◆ Problem description: Where in the records does the word "white" appear? Copy each line that holds it.

**** Source data ****

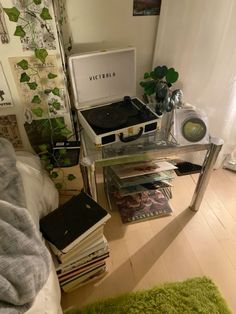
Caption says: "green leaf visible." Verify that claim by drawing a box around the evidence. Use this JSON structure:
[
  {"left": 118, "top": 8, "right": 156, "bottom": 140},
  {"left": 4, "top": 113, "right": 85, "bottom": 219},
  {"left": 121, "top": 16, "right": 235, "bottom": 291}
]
[
  {"left": 35, "top": 48, "right": 48, "bottom": 63},
  {"left": 14, "top": 25, "right": 26, "bottom": 37},
  {"left": 27, "top": 82, "right": 38, "bottom": 90},
  {"left": 165, "top": 68, "right": 179, "bottom": 84},
  {"left": 144, "top": 72, "right": 150, "bottom": 79},
  {"left": 55, "top": 182, "right": 63, "bottom": 189},
  {"left": 67, "top": 174, "right": 76, "bottom": 181},
  {"left": 33, "top": 0, "right": 42, "bottom": 4},
  {"left": 150, "top": 71, "right": 157, "bottom": 80},
  {"left": 46, "top": 163, "right": 54, "bottom": 171},
  {"left": 52, "top": 87, "right": 60, "bottom": 96},
  {"left": 17, "top": 59, "right": 28, "bottom": 70},
  {"left": 51, "top": 171, "right": 59, "bottom": 178},
  {"left": 40, "top": 7, "right": 52, "bottom": 20},
  {"left": 38, "top": 144, "right": 48, "bottom": 152},
  {"left": 40, "top": 154, "right": 49, "bottom": 161},
  {"left": 44, "top": 89, "right": 52, "bottom": 94},
  {"left": 63, "top": 158, "right": 71, "bottom": 166},
  {"left": 154, "top": 66, "right": 168, "bottom": 79},
  {"left": 59, "top": 148, "right": 67, "bottom": 156},
  {"left": 31, "top": 95, "right": 41, "bottom": 104},
  {"left": 60, "top": 127, "right": 72, "bottom": 137},
  {"left": 3, "top": 7, "right": 20, "bottom": 22},
  {"left": 32, "top": 107, "right": 43, "bottom": 117},
  {"left": 142, "top": 80, "right": 156, "bottom": 96},
  {"left": 48, "top": 72, "right": 57, "bottom": 79},
  {"left": 55, "top": 118, "right": 66, "bottom": 129},
  {"left": 52, "top": 101, "right": 61, "bottom": 110},
  {"left": 20, "top": 72, "right": 30, "bottom": 83}
]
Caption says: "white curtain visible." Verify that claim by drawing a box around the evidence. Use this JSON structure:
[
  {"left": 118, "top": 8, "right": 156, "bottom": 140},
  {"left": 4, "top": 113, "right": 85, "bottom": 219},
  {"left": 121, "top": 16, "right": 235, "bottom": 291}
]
[{"left": 153, "top": 0, "right": 236, "bottom": 161}]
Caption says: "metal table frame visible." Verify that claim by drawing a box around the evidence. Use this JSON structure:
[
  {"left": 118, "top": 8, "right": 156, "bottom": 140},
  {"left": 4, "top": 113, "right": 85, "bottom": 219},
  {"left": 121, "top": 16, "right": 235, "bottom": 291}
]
[{"left": 80, "top": 131, "right": 223, "bottom": 212}]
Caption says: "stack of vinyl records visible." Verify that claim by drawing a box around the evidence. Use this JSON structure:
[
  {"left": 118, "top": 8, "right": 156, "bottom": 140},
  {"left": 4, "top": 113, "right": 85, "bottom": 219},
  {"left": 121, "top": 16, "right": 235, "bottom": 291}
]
[
  {"left": 40, "top": 191, "right": 111, "bottom": 293},
  {"left": 107, "top": 160, "right": 176, "bottom": 223}
]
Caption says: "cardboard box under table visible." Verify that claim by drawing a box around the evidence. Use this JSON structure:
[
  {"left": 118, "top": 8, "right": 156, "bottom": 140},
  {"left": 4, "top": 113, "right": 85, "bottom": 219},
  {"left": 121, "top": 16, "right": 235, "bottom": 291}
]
[{"left": 68, "top": 48, "right": 161, "bottom": 146}]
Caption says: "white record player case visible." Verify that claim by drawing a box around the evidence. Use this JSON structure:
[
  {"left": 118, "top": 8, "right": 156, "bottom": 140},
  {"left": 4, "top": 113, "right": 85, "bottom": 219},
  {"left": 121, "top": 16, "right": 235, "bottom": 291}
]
[{"left": 68, "top": 48, "right": 160, "bottom": 146}]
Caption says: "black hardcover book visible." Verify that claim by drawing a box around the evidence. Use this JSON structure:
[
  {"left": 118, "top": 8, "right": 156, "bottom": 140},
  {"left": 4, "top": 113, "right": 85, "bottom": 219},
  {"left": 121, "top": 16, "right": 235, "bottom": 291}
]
[{"left": 40, "top": 192, "right": 111, "bottom": 253}]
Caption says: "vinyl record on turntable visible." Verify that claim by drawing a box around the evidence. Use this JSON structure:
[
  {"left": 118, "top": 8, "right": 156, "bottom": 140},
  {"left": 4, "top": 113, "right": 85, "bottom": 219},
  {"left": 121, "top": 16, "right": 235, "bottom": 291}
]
[
  {"left": 174, "top": 108, "right": 209, "bottom": 145},
  {"left": 86, "top": 106, "right": 127, "bottom": 129}
]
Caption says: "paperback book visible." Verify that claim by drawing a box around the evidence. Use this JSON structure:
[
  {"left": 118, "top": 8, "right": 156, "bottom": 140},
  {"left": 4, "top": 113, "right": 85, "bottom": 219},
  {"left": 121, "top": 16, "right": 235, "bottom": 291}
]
[
  {"left": 40, "top": 191, "right": 111, "bottom": 253},
  {"left": 114, "top": 189, "right": 172, "bottom": 224}
]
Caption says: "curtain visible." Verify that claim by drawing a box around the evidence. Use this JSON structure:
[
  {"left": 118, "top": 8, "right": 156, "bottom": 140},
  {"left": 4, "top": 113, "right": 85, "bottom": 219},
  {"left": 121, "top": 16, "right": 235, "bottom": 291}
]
[{"left": 153, "top": 0, "right": 236, "bottom": 162}]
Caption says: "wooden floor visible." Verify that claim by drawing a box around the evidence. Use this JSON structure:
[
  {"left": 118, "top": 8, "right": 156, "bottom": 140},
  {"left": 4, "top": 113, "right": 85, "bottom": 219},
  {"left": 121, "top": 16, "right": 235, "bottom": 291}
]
[{"left": 61, "top": 168, "right": 236, "bottom": 312}]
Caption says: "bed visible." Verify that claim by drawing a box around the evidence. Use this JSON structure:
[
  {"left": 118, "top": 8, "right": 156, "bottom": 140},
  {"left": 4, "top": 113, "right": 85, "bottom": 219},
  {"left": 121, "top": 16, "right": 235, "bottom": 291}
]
[{"left": 0, "top": 138, "right": 63, "bottom": 314}]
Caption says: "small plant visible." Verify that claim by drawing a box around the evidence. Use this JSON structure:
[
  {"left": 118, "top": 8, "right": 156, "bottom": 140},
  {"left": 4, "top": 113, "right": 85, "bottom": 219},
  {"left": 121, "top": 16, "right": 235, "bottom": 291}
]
[
  {"left": 140, "top": 65, "right": 183, "bottom": 115},
  {"left": 38, "top": 143, "right": 77, "bottom": 189}
]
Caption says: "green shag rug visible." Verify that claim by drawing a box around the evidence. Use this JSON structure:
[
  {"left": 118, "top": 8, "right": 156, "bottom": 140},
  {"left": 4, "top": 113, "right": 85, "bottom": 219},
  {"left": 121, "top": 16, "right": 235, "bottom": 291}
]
[{"left": 64, "top": 277, "right": 232, "bottom": 314}]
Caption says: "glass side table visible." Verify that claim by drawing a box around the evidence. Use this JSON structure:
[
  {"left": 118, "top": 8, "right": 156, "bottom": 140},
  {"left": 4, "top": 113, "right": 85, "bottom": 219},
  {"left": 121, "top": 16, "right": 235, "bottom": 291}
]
[{"left": 79, "top": 130, "right": 223, "bottom": 212}]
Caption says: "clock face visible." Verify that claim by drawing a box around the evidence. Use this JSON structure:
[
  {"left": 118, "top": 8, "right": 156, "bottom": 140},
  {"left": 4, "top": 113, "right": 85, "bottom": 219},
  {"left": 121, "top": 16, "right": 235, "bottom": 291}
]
[{"left": 182, "top": 117, "right": 207, "bottom": 142}]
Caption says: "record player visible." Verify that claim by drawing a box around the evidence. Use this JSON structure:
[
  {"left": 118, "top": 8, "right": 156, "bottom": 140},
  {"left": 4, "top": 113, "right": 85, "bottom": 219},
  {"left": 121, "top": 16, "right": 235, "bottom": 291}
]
[{"left": 68, "top": 48, "right": 161, "bottom": 146}]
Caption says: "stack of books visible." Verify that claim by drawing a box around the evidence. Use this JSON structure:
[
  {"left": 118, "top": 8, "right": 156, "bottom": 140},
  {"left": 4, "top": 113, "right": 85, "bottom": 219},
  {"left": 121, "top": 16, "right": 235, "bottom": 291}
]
[
  {"left": 107, "top": 160, "right": 176, "bottom": 223},
  {"left": 40, "top": 191, "right": 111, "bottom": 292}
]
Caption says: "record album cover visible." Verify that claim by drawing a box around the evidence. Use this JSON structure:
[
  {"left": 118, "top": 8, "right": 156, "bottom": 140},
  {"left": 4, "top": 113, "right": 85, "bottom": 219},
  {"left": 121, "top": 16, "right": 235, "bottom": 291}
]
[{"left": 114, "top": 190, "right": 172, "bottom": 224}]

****

◆ Solution to the problem:
Caption says: "white curtain visible." Verify that claim by drawing a box around the evidence. Use this JSON structure:
Caption says: "white record player case visible." Verify that claim by drawing a box around the evidence. Use this JSON structure:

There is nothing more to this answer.